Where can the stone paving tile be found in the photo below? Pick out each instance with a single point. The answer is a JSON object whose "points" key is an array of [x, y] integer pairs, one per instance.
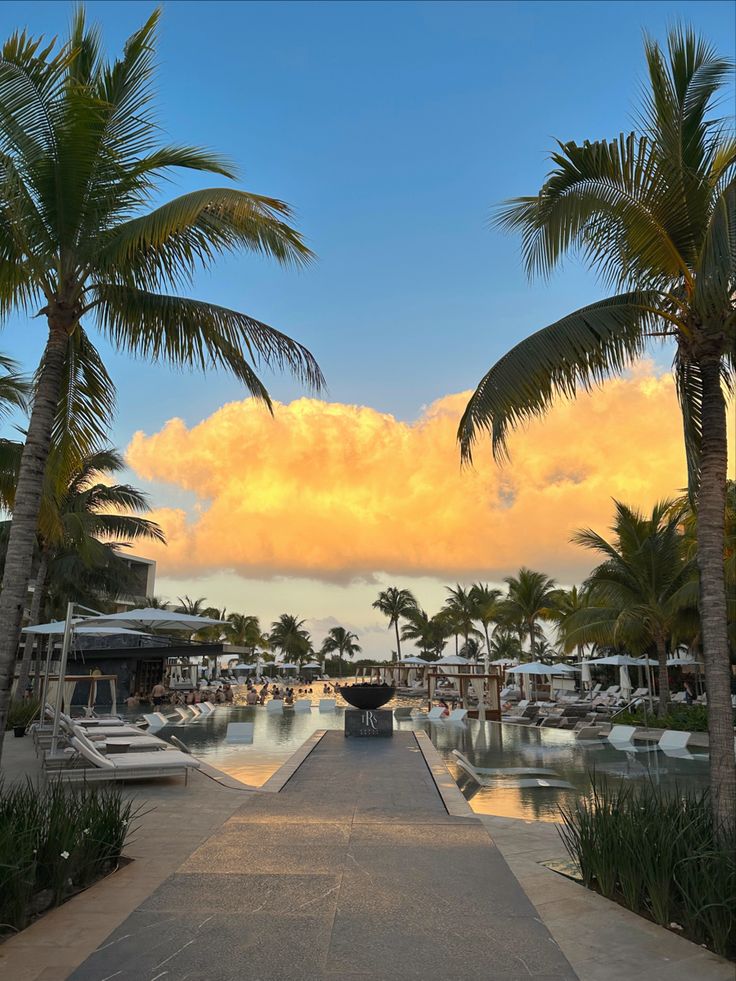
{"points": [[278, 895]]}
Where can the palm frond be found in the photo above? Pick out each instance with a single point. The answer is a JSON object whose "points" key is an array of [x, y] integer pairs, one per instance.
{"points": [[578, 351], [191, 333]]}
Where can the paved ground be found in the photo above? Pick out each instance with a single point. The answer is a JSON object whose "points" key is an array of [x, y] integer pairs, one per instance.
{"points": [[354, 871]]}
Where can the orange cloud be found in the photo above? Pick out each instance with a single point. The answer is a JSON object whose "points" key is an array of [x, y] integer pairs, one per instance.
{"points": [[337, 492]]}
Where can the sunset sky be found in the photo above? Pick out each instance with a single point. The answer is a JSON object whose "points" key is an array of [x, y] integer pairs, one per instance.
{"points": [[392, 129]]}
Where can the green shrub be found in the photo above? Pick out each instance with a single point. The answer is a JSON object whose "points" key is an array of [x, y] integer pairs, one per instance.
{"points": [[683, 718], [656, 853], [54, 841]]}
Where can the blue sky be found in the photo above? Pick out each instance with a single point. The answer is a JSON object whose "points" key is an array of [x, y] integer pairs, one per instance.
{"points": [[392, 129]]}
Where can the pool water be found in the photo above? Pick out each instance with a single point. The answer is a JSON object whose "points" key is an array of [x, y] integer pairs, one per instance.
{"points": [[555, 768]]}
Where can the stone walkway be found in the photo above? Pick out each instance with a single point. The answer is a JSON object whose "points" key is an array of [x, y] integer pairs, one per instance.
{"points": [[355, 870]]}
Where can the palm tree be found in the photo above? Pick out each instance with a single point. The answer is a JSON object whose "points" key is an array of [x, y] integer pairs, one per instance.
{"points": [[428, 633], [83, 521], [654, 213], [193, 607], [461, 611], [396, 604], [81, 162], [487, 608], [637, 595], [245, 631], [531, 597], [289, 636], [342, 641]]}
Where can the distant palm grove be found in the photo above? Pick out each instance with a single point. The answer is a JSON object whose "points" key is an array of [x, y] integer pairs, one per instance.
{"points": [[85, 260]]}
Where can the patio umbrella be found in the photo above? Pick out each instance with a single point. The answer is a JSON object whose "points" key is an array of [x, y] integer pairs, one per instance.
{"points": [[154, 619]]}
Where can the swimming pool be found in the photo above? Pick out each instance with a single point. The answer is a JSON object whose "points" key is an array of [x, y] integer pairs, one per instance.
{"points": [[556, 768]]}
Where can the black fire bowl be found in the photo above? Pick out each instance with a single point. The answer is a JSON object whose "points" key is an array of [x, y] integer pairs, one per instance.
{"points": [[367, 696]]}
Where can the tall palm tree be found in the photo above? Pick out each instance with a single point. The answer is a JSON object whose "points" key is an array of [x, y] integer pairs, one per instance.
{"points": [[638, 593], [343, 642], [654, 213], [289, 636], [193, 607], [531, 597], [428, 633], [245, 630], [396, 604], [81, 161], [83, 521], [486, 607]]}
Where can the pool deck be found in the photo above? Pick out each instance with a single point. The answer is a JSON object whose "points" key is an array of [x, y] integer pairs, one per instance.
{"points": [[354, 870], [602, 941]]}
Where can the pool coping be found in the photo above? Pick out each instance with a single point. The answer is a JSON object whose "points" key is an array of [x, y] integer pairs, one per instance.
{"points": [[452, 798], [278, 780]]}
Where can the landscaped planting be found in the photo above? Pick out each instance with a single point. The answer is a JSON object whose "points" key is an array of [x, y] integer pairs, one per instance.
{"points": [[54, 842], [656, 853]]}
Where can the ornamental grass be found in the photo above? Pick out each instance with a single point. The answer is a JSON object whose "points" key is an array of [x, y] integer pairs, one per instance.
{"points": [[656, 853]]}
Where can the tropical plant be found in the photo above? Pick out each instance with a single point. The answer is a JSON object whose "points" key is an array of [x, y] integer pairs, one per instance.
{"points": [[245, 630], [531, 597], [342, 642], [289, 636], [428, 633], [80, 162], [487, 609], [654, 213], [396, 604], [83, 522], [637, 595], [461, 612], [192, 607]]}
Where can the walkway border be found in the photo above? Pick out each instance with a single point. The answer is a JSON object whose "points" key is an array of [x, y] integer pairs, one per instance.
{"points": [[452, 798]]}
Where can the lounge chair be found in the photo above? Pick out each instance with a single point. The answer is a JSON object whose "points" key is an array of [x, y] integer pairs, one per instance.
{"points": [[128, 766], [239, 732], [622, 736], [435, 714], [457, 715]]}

= = = = = = =

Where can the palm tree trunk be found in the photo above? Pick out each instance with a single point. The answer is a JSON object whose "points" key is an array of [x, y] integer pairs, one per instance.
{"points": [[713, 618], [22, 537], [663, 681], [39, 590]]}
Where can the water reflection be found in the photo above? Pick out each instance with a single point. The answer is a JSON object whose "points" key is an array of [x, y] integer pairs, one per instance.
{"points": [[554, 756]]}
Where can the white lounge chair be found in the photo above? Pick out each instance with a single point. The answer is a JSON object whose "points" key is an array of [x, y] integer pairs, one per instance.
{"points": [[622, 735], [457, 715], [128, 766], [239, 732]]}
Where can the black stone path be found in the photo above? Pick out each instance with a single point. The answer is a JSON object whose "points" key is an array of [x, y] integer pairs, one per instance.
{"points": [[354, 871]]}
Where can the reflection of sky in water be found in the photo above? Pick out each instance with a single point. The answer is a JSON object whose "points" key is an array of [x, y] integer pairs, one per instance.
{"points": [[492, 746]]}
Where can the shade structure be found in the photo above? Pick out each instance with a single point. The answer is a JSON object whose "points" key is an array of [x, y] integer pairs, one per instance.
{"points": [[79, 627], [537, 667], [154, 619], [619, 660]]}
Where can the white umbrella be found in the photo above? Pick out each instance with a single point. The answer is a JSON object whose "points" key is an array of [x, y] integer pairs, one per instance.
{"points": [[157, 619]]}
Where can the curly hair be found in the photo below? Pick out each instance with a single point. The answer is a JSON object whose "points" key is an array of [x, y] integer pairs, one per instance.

= = = = = = =

■ **Task statement**
Reproduce exactly the lines above from the line with "Where can the reflection" to the line with "Where can the curly", including both, and add nothing.

■ **Answer below**
Where can the reflection of sky in water be found in the photo above? Pick out each instance with a single point. The answer is a JSON object whose "points" key is an array of [x, y] integer pairs, one per instance.
{"points": [[492, 746]]}
Where can the shade structure be found in the photo above? Pick out each instance with a single point. The answer is a JSON object whose "points" key is an array of [x, y] integer pairs, one per instance.
{"points": [[79, 627], [537, 667], [154, 619], [619, 660]]}
Where can the white umbrella be found in the photo above? Pick out each instance with a single point. The answer is a JSON object whose "points" key is an array of [x, y] integer pairs, one per instance.
{"points": [[157, 619]]}
Where can the curly hair be found in the photo below? Pick out each instance with a single point. The answer is a JSON object whose "points" key is an array of [x, y] integer pairs, one per instance.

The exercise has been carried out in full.